_Material:_
═══
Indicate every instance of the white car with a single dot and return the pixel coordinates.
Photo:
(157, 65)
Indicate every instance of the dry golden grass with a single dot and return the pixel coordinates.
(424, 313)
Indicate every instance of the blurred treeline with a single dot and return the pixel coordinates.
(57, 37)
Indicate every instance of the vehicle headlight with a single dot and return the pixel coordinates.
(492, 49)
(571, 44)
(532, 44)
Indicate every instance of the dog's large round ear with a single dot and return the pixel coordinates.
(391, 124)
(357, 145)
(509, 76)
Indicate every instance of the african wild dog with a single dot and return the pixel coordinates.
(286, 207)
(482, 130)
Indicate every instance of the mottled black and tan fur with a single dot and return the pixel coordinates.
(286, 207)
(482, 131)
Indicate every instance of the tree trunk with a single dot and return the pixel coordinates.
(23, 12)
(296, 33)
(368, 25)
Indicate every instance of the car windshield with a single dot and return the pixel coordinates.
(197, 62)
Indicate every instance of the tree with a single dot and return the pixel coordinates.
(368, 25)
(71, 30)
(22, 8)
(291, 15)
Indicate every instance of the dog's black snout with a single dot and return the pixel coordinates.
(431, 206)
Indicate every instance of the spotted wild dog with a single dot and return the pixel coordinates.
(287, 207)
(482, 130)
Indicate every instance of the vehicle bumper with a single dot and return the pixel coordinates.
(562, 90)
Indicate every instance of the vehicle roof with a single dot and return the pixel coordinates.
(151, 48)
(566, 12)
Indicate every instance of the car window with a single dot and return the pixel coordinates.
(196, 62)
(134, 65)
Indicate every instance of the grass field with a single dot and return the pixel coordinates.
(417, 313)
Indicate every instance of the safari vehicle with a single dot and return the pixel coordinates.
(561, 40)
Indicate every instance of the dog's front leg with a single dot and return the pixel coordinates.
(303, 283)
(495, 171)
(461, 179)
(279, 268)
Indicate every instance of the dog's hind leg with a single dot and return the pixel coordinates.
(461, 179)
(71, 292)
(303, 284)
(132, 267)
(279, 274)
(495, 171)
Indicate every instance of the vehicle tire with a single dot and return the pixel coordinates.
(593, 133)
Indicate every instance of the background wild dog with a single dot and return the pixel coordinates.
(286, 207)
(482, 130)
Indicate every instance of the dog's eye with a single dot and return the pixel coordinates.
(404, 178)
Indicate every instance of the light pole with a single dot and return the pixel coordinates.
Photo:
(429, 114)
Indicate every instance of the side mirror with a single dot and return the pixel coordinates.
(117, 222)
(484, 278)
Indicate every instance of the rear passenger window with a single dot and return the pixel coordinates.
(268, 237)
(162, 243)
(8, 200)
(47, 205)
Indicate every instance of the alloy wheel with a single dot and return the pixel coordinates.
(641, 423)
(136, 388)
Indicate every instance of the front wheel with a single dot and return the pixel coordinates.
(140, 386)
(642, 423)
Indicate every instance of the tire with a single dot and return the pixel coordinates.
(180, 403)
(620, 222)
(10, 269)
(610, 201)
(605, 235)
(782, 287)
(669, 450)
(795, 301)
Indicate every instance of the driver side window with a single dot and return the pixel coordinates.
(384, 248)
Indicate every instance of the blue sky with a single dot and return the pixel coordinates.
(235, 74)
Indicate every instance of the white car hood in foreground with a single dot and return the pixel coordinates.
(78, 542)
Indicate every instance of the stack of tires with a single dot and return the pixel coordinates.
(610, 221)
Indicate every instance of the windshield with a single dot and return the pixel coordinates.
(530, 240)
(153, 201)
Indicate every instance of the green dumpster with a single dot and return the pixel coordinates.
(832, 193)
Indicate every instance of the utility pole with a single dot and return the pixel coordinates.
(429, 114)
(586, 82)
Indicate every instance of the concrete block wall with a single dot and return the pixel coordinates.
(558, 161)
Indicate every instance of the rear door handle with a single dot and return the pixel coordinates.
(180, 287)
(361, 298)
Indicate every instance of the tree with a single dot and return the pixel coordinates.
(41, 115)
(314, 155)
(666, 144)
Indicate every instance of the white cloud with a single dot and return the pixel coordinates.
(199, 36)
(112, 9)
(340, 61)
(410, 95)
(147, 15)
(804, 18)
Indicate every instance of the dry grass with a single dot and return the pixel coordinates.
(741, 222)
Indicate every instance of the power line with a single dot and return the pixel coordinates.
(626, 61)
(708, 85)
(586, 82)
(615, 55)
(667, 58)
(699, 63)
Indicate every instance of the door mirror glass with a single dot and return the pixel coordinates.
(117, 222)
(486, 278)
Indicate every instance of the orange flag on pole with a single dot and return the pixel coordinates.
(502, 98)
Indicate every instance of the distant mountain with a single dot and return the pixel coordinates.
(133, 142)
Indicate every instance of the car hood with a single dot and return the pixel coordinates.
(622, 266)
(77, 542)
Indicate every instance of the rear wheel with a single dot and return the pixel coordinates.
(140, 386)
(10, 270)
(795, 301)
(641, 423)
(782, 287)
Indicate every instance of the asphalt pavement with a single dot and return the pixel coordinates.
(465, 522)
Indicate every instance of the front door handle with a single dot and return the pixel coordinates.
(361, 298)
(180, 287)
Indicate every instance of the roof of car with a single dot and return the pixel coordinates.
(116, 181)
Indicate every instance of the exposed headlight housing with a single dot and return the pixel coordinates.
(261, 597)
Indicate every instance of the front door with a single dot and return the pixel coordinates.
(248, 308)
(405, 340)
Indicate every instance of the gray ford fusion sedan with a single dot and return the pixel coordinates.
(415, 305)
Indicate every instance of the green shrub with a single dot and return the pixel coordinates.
═══
_Instructions to follow:_ Set all of the entries down again, exactly as they were given.

_Result for this task:_
Indicate every instance of the white car with a single dot and return the pixel coordinates.
Photo:
(157, 65)
Indicate every instance of the dry golden grass with a single dot and return the pixel coordinates.
(424, 313)
Indicate every instance of the blurred treeline with a single dot and return the pixel coordinates.
(57, 37)
Indicate every instance of the vehicle headlight with a single dot and return the pixel coordinates.
(492, 49)
(571, 44)
(532, 44)
Indicate every instance of the dog's large round ear with a single dot and return the pixel coordinates.
(391, 124)
(357, 145)
(509, 76)
Indicate every instance of the african wild dog with a single dot and return the pixel coordinates.
(286, 207)
(482, 130)
Indicate every instance of the mottled black and tan fur with a single dot and return the pixel coordinates.
(286, 207)
(482, 131)
Indicate every instance of the tree trunk with a single dot and return the pixel coordinates.
(23, 12)
(296, 33)
(368, 25)
Indicate every instance of the car windshield with a single dot and return the pixel coordinates.
(197, 62)
Indicate every instance of the tree with a single dot and return the pixel coordinates.
(368, 25)
(71, 30)
(22, 8)
(291, 15)
Indicate every instance of the dog's black snout with a single dot and return the pixel coordinates.
(431, 206)
Indicate every instance of the spotted wild dog with a single dot and return the pixel coordinates.
(287, 207)
(482, 130)
Indicate every instance of the vehicle bumper with a single dot and return the pixel coordinates.
(562, 90)
Indicate every instance of the vehicle roof with a single dot and return the pixel coordinates.
(151, 48)
(566, 12)
Indicate every instance of the car window with a single dot and return the pixel coordinates.
(196, 62)
(134, 65)
Indicate every instance of the grass field with a single dot and return the pixel coordinates.
(417, 313)
Indicate every instance of the safari vehicle with a single dot and return the pixel coordinates.
(561, 40)
Indicate every instance of the dog's front leg with a single dot and return the pixel coordinates.
(303, 283)
(495, 171)
(461, 179)
(279, 268)
Indicate every instance of the dog's hind leg with a single dot and return the pixel coordinates.
(461, 179)
(71, 292)
(303, 284)
(132, 267)
(279, 274)
(495, 171)
Indicate every instance of the vehicle tire with a single dot and return the pixel coordinates.
(593, 133)
Indicate every instance of the background wild dog with a single dot and return the pixel coordinates.
(286, 207)
(482, 130)
Indicate every instance of the dog's eye with a single dot and return the pixel coordinates.
(404, 178)
Indicate every instance of the light pole with a single dot and return the pixel coordinates.
Photo:
(429, 114)
Indicate every instance of the side mirror with a single dot and return the pixel coordinates.
(117, 222)
(484, 278)
Indicate every instance of the rear passenger window with a single dot and return the pixel coordinates.
(268, 237)
(162, 243)
(8, 200)
(47, 205)
Indicate every instance of the alloy wheel with a single dot and return the pixel coordinates.
(641, 423)
(136, 388)
Indicate every instance of the front wheel with a single dot and return the pixel coordinates.
(140, 386)
(642, 423)
Indicate every instance of the tire with a single dot and return the pixel coordinates.
(180, 403)
(620, 222)
(10, 269)
(610, 201)
(605, 235)
(782, 287)
(669, 450)
(795, 301)
Indicate every instance of the driver side window with a single dot and return the pixel coordinates.
(384, 248)
Indicate every instance of the blue sky with a single dot and return the pixel coordinates.
(235, 74)
Indicate every instance of the white car hood in foreground with a single dot and return the pixel coordinates.
(78, 542)
Indicate every instance of the stack of tires with a single dot and return the pixel coordinates.
(610, 221)
Indicate every instance of the windshield with a single dot and return the pixel coordinates.
(530, 240)
(153, 201)
Indicate every instance of the green dumpster with a single dot and return the pixel coordinates.
(832, 193)
Indicate every instance of the utility pole with a single dot and return the pixel coordinates.
(429, 114)
(586, 82)
Indicate every instance of the concrete block wall with a single dot and return the pixel coordinates.
(558, 161)
Indicate every instance of the rear door handle with a single dot and return the pixel coordinates.
(180, 287)
(361, 298)
Indicate every instance of the tree with a single dot and return the pixel coordinates.
(41, 115)
(314, 155)
(666, 144)
Indicate every instance of the white cloud with a single dot and return the pixel coordinates.
(199, 36)
(112, 9)
(340, 61)
(410, 95)
(147, 15)
(804, 18)
Indicate every instance of the dry grass with a single dot and return the pixel coordinates.
(741, 222)
Indicate every instance of the power line with a single dot and return the pixel coordinates.
(626, 61)
(708, 85)
(586, 82)
(615, 55)
(667, 58)
(699, 63)
Indicate every instance of the door mirror glass with a single dot and return the pixel coordinates.
(117, 222)
(486, 278)
Indicate every instance of the orange flag on pole with a single dot and return the pixel coordinates.
(502, 98)
Indicate every instance of the distant mountain with a single dot and return the pixel coordinates.
(133, 142)
Indicate every instance of the car hood with a single dot and return the pixel coordinates.
(622, 266)
(77, 542)
Indicate every instance of the rear wheel with a single dot and return the pixel coordinates.
(140, 386)
(10, 270)
(795, 301)
(641, 423)
(782, 287)
Indicate every instance of the asphalt pavement with a single dot and return the pixel coordinates.
(465, 522)
Indicate every instance of the front door handle with a single dot and return the pixel coordinates.
(361, 298)
(180, 287)
Indicate every instance of the roof of car with a single dot and return the pixel coordinates.
(116, 181)
Indicate every instance of the exposed headlight housing with a single dot and return the pixel coordinates.
(261, 597)
Indicate every instance of the front door with a single dot and return the pixel coordinates.
(248, 308)
(405, 340)
Indicate every instance of the gray ford fusion sedan with a single dot and return the pixel coordinates.
(415, 305)
Indicate every instance of the green shrub with a single dot and return the pixel coordinates.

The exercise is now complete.